*ASSIGNED TASK*.
Reply with exactly the lines from the one that contains "annotation. Detect steel" through the last line of the records below, and with no other lines.

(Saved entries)
----------
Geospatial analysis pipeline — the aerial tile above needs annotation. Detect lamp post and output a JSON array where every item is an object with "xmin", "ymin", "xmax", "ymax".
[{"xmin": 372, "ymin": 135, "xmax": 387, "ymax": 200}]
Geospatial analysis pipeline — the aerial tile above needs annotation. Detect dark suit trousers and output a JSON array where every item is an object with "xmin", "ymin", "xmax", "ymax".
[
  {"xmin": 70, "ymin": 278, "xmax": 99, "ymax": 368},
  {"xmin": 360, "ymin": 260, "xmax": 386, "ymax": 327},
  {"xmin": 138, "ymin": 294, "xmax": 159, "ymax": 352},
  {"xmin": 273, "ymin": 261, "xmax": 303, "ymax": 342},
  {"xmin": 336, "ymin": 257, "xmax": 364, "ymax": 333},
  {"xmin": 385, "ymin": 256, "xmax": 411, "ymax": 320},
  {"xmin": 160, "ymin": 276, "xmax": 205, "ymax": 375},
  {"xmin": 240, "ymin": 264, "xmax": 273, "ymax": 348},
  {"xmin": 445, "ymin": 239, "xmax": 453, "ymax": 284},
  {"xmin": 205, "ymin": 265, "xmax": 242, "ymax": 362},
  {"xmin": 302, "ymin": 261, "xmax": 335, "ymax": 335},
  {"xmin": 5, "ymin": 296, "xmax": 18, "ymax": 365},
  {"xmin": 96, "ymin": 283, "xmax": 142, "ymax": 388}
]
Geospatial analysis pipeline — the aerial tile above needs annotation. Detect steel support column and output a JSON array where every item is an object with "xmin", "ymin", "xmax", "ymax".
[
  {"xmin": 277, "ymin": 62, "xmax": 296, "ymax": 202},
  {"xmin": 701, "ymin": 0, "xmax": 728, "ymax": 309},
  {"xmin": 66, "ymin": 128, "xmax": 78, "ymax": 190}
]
----------
*EXERCISE OUTPUT*.
Geospatial analysis pipeline — the aerial tile above needs annotation. Detect steel support column and output a JSON array where every item is an object with "xmin", "ymin", "xmax", "ymax".
[
  {"xmin": 277, "ymin": 62, "xmax": 296, "ymax": 202},
  {"xmin": 701, "ymin": 0, "xmax": 728, "ymax": 309},
  {"xmin": 66, "ymin": 128, "xmax": 78, "ymax": 190}
]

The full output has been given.